ACTIVITY: The answer must be exactly the lines from the one containing "Query: speaker stand" through the end of the material, with both ends kept and no other lines.
Start of MATERIAL FOR THIS TASK
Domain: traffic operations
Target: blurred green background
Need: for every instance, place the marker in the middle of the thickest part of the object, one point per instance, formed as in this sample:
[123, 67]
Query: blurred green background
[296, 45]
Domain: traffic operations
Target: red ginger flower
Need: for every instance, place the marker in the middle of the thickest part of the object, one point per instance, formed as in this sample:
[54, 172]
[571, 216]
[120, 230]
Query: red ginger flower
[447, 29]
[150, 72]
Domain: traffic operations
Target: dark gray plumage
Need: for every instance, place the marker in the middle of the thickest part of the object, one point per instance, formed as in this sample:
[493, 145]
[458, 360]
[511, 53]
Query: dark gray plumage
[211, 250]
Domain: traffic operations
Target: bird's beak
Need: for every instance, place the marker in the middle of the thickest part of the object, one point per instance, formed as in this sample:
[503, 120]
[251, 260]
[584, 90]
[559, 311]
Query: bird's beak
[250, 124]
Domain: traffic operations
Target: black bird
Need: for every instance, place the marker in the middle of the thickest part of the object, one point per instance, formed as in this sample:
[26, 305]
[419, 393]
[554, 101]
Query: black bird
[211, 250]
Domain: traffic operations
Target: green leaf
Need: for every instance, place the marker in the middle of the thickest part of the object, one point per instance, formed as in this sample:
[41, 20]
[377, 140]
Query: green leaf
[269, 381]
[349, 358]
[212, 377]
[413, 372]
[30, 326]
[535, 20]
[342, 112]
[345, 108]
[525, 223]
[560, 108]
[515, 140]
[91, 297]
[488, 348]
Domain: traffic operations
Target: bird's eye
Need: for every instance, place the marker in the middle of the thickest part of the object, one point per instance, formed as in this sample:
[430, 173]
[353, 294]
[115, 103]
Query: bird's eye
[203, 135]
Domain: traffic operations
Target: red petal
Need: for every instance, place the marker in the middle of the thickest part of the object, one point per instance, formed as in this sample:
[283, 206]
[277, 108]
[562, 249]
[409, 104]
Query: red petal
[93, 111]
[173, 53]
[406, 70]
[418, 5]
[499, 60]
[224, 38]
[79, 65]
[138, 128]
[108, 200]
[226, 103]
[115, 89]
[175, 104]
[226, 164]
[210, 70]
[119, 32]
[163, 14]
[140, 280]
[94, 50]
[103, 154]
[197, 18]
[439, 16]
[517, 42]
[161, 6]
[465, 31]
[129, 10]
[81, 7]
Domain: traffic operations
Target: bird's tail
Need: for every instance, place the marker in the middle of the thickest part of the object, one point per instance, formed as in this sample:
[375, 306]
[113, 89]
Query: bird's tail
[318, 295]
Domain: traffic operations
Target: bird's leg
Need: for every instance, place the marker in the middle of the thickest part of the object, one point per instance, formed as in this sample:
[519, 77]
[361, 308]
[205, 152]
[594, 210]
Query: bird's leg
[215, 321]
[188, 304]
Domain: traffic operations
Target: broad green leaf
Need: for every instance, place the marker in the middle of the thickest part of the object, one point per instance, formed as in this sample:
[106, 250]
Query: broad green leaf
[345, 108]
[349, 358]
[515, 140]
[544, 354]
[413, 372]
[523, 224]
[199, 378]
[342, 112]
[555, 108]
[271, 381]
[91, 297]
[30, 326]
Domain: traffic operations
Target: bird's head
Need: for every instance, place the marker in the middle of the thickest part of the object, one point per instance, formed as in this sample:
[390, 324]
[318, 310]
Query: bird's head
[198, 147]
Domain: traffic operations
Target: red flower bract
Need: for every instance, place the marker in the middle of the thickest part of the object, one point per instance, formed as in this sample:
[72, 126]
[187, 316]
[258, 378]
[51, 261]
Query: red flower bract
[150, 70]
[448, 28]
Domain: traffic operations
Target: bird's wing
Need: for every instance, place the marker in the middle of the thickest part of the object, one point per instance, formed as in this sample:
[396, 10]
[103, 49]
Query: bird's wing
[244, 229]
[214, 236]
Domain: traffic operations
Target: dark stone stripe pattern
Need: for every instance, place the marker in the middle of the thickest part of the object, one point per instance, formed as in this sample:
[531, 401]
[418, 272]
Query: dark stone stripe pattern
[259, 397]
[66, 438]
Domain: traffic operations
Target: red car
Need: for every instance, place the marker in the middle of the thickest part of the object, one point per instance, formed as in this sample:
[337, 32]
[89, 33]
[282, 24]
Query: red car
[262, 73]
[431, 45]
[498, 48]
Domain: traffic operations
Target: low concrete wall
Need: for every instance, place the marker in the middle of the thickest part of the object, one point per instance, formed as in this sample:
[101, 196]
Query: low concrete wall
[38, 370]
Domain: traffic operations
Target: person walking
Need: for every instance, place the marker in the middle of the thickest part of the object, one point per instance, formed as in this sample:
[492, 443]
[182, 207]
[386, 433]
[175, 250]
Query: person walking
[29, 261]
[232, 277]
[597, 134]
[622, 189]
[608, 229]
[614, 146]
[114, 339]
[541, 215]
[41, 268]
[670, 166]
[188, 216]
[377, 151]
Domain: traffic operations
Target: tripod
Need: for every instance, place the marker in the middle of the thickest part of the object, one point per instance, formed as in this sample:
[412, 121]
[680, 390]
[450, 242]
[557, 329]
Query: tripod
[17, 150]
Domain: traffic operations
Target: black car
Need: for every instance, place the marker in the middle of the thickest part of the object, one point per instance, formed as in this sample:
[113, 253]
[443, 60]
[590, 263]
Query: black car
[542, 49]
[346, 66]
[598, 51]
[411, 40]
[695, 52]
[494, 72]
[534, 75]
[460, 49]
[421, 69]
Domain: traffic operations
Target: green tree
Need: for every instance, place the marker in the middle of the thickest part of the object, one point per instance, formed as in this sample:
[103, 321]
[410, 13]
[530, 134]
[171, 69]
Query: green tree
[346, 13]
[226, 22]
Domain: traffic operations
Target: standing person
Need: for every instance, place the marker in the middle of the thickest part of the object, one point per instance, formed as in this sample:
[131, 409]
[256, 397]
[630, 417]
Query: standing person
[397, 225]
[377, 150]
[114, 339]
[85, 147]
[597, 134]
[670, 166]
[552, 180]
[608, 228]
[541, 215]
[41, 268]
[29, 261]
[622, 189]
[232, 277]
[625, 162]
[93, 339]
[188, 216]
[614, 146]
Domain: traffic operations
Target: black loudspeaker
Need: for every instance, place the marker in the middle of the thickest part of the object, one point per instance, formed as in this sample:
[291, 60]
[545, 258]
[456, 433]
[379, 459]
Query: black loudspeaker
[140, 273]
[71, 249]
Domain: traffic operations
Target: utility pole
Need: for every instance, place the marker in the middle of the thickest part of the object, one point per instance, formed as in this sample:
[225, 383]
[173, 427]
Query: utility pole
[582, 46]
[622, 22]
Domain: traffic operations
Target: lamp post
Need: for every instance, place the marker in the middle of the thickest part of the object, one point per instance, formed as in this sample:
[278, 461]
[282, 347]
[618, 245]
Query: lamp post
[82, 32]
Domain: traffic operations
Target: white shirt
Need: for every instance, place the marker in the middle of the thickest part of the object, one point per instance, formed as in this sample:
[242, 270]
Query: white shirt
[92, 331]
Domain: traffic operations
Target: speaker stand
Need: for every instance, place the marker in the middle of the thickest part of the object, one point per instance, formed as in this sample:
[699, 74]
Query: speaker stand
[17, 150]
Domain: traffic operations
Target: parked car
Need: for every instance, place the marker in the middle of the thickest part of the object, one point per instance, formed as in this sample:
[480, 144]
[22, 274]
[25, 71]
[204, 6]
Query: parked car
End of MATERIAL FOR THIS TASK
TASK ANSWER:
Query: speaker stand
[17, 150]
Domain: traffic operations
Target: parked car
Need: for every instance, place the marker in the middle of the thickest part of the object, one point per instance, formed as in this sample:
[480, 144]
[22, 274]
[25, 71]
[204, 6]
Query: parked car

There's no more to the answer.